▶ _Given instruction_:
Pull out every line in the rows below that contains the word "shallow", and list each line in full.
== Records shown
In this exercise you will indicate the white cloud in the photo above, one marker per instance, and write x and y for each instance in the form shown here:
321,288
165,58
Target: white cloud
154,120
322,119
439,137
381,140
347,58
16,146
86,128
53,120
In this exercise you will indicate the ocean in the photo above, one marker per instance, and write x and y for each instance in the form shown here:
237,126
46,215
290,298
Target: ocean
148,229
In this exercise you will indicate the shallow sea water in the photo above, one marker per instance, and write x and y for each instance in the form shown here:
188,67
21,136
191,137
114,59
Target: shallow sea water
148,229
====
== Records shown
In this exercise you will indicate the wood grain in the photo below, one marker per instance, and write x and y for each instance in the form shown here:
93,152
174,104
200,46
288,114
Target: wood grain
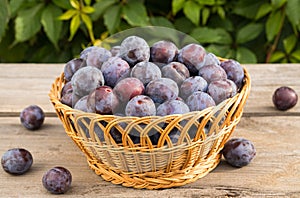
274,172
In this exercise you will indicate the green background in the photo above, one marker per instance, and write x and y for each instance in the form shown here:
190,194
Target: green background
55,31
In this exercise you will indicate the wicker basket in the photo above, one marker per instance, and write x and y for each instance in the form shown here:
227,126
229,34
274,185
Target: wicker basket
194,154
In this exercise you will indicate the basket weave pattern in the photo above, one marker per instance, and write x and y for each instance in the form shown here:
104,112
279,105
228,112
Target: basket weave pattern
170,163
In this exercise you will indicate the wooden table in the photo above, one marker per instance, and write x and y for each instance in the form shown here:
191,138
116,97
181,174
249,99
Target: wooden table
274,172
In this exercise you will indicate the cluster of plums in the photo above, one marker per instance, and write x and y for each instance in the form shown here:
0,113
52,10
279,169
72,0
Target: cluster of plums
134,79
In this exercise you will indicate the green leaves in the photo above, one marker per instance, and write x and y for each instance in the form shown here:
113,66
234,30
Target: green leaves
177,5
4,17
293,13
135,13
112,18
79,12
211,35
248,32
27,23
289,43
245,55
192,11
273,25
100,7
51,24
====
▶ _Worked solution_:
In this exercise you will indicate the shallow sea water in the photo above, one marker per instance, and write x and y for each instance in the form shown here:
Target: shallow sea water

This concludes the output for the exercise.